►

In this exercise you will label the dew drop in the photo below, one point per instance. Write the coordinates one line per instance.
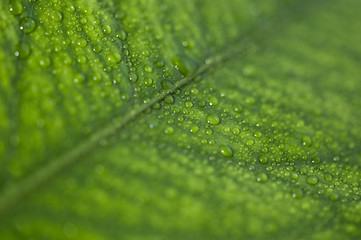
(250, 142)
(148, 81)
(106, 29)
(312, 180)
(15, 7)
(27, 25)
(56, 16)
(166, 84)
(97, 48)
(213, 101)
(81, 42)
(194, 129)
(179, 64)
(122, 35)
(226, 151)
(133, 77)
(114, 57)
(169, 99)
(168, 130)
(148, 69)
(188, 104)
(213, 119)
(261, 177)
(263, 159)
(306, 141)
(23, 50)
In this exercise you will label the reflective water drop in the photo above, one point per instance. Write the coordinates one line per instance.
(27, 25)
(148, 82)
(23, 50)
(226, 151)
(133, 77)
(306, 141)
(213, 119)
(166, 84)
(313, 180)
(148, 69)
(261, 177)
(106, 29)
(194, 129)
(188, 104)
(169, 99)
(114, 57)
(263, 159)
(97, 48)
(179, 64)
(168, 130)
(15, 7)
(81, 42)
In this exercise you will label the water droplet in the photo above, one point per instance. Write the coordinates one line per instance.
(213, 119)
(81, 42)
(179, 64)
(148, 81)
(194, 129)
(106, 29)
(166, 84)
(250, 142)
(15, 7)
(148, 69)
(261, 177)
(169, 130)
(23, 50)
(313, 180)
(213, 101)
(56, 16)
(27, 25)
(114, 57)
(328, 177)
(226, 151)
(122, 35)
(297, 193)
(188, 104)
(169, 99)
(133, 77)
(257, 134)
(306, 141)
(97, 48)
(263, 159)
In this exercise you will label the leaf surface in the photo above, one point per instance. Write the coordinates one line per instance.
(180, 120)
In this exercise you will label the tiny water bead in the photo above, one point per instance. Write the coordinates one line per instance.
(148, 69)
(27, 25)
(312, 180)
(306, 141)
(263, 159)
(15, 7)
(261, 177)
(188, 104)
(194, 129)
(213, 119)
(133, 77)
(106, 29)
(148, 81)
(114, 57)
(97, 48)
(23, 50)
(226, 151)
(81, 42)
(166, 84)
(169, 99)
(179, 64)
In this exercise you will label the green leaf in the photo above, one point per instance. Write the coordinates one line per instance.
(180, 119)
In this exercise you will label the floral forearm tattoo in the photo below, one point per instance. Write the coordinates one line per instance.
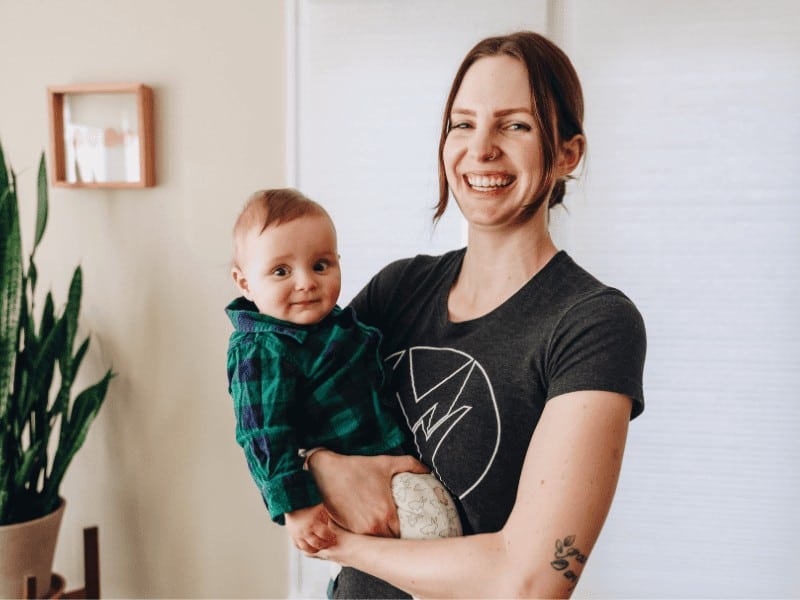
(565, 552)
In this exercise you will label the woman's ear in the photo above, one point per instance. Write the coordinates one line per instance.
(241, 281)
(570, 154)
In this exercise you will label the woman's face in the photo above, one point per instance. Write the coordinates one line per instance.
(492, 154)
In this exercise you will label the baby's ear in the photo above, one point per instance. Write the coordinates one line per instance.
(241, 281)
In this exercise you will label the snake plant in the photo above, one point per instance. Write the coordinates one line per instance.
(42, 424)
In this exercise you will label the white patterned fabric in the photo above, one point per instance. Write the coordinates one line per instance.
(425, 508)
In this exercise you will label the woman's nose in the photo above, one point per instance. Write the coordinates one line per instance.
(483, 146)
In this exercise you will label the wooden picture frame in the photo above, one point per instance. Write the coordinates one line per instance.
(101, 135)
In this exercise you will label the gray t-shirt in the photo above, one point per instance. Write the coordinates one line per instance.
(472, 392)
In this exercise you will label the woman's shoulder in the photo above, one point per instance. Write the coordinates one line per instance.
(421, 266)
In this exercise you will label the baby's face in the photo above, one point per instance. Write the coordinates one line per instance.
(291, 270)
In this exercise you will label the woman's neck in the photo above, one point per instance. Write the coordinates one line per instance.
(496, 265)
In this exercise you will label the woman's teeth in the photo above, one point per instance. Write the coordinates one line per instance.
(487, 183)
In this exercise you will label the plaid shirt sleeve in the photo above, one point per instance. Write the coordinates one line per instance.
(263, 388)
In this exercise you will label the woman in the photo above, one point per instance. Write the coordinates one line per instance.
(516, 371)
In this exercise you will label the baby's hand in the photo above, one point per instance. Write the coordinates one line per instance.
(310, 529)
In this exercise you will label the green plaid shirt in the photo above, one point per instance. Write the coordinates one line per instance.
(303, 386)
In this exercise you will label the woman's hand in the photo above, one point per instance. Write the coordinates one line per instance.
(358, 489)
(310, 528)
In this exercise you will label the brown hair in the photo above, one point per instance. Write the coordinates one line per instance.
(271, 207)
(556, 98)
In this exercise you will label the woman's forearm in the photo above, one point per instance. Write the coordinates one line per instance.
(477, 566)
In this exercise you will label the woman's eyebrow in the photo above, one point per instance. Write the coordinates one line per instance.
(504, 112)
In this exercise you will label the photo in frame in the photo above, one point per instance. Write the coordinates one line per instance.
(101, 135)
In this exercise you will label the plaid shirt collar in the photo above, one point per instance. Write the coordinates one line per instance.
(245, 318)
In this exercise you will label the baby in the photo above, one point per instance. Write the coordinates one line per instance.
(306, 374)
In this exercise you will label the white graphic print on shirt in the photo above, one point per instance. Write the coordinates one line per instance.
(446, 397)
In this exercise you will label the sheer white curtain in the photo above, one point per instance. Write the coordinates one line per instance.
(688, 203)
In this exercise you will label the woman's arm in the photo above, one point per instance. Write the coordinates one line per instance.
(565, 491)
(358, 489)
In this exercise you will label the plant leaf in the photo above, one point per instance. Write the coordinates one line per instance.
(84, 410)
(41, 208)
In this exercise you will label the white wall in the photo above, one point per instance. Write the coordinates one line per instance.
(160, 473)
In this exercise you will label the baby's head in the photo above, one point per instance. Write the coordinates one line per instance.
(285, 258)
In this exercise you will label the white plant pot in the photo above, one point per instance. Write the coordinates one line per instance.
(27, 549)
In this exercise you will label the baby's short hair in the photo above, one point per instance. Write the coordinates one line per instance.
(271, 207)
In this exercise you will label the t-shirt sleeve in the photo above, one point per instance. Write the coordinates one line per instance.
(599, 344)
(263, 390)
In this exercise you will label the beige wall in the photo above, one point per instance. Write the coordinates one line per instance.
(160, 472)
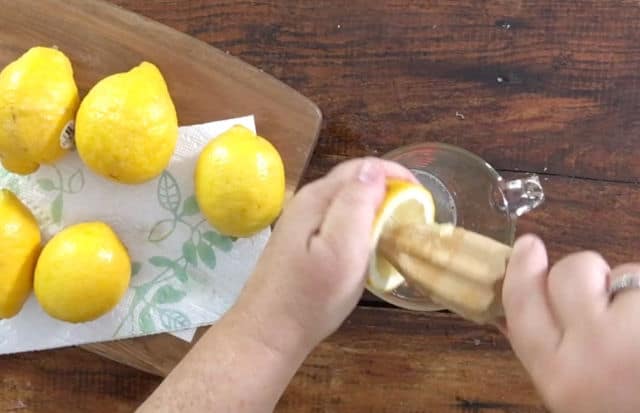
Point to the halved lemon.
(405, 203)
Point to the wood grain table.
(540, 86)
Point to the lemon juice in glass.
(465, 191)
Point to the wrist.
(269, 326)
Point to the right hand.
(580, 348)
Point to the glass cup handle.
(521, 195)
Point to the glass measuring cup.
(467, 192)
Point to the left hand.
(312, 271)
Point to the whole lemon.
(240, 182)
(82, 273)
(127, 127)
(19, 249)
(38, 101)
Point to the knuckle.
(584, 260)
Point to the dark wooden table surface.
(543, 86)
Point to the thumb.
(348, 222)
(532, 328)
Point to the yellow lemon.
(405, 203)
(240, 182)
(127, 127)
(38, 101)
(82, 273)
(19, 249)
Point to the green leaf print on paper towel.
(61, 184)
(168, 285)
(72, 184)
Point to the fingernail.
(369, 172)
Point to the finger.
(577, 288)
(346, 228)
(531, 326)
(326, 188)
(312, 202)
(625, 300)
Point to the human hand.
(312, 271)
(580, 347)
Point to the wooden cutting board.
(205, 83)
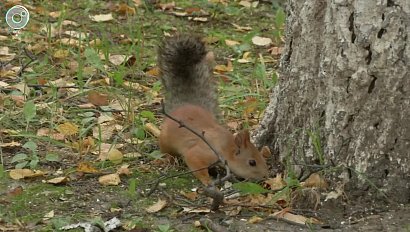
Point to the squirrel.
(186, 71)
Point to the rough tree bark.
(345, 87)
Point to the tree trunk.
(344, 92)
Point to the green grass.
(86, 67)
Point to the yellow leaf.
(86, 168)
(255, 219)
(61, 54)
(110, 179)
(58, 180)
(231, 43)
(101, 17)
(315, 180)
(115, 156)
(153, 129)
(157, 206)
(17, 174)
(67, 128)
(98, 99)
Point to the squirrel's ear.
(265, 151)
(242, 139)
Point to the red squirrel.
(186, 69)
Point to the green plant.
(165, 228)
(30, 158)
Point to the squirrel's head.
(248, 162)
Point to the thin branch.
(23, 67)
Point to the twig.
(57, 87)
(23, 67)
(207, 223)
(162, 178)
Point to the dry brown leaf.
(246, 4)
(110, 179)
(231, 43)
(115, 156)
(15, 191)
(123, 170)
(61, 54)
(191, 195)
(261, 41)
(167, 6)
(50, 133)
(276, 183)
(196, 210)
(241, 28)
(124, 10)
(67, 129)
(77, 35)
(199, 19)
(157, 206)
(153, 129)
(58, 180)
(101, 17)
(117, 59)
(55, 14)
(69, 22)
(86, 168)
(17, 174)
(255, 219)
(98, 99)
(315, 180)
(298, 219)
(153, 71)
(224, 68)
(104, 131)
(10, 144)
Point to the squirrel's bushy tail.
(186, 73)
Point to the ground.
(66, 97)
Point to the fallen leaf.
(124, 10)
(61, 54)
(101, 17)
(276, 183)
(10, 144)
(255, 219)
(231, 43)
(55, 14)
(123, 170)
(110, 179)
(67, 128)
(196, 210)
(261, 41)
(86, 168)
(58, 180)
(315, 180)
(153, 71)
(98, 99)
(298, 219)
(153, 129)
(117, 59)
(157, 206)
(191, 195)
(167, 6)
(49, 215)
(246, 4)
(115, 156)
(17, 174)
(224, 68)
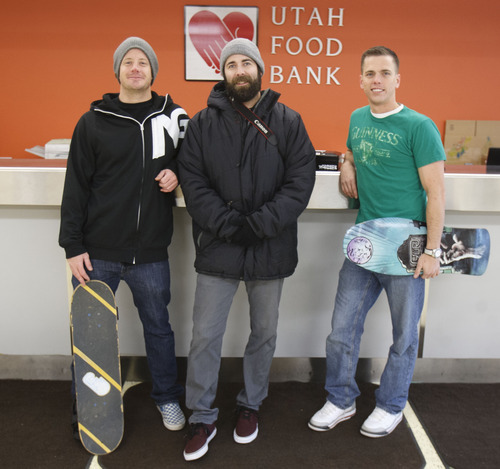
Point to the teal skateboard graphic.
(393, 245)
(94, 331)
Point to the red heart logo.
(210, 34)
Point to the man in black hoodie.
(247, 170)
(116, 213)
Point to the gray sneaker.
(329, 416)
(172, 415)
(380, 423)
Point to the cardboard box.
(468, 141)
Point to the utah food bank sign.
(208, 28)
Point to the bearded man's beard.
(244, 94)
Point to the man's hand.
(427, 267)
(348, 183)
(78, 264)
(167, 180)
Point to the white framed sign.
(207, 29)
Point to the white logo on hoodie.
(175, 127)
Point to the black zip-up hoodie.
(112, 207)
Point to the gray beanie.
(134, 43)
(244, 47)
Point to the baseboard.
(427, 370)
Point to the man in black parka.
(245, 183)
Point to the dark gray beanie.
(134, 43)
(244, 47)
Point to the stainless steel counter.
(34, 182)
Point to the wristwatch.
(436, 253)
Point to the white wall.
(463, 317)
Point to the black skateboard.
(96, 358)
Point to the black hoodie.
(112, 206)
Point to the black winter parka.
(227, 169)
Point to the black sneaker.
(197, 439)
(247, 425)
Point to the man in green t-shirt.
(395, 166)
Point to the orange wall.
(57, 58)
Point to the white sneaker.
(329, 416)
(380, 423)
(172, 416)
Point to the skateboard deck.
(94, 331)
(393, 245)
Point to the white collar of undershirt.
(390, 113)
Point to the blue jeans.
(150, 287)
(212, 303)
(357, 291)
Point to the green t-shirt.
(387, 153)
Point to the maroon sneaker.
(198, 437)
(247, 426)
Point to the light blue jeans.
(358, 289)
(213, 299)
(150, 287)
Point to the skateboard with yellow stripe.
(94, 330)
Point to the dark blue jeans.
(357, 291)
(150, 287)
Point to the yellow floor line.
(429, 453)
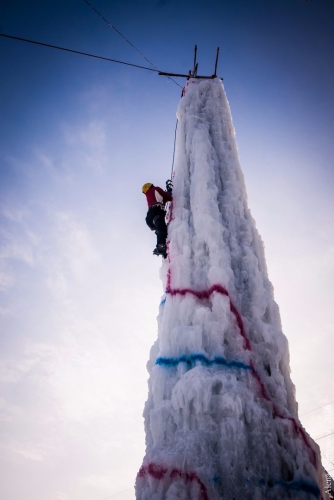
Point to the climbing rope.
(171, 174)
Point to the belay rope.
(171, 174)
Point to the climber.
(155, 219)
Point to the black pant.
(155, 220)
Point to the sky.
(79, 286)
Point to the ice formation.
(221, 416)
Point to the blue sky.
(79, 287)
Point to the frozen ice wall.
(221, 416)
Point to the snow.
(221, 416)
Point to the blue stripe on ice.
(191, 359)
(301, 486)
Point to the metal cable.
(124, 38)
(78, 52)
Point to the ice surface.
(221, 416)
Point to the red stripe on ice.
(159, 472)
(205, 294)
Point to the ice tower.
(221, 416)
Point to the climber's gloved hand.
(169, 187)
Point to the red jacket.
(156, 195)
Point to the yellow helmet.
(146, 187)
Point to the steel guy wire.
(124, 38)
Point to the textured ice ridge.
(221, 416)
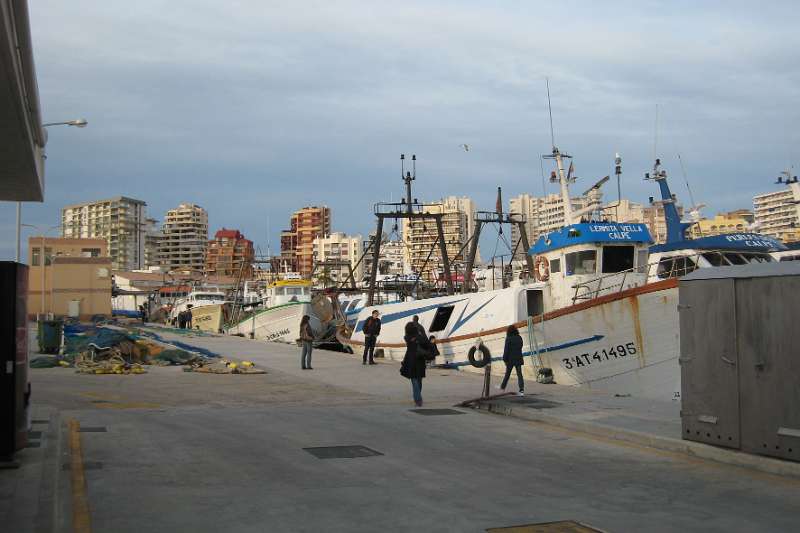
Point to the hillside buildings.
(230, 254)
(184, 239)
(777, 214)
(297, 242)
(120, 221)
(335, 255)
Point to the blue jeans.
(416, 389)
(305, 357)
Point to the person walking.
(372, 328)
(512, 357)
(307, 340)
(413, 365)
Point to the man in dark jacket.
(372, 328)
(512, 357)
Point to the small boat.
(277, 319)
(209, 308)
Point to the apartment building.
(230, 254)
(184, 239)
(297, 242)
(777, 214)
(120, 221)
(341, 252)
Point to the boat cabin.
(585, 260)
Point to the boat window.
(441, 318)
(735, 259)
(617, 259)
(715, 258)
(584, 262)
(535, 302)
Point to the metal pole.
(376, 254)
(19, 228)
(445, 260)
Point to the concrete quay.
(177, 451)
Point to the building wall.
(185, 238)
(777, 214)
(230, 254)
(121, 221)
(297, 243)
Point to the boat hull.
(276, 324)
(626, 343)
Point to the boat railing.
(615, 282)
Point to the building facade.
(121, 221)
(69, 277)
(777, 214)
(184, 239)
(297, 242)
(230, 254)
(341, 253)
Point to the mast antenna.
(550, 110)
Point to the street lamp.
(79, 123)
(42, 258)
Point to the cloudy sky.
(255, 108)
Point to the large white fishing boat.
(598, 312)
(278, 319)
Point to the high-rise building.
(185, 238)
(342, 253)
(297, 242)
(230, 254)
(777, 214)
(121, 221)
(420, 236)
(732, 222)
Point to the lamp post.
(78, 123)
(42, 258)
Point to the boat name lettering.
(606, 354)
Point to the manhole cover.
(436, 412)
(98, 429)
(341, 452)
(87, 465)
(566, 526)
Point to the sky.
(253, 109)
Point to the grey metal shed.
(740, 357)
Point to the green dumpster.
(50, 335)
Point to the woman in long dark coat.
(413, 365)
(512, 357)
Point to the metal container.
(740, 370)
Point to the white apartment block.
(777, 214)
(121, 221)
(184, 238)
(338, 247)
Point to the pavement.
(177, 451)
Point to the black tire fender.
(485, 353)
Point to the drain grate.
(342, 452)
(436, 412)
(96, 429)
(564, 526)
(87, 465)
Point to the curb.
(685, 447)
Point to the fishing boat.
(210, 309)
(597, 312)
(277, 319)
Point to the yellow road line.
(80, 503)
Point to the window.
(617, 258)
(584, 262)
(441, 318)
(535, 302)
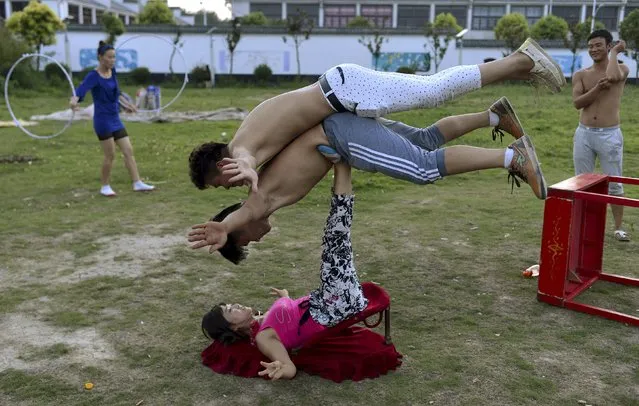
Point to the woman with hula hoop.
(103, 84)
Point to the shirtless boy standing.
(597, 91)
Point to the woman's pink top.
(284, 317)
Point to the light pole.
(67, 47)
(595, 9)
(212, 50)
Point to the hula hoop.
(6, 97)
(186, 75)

◄

• **Your objective**
Your task is to repeat exactly the lines from the one containing "Point to the white apartment block." through the end of the material, both included, and only those, without pictures.

• **Solution for this exercise**
Point to the white apartment block.
(777, 214)
(121, 221)
(184, 238)
(338, 247)
Point to the pavement.
(177, 451)
Point to the black tire fender.
(485, 353)
Point to the drain grate.
(342, 452)
(436, 412)
(96, 429)
(564, 526)
(87, 465)
Point to the curb.
(685, 447)
Point to the fishing boat.
(210, 309)
(597, 312)
(277, 319)
Point to the yellow road line.
(80, 503)
Point to the window.
(617, 258)
(584, 262)
(441, 318)
(535, 302)
Point to the woman with hula hoop.
(103, 84)
Point to the shirtless boy standing.
(597, 91)
Point to the woman's pink top.
(284, 317)
Point to the light pole.
(67, 47)
(595, 9)
(212, 50)
Point to the hula hoop.
(6, 97)
(186, 75)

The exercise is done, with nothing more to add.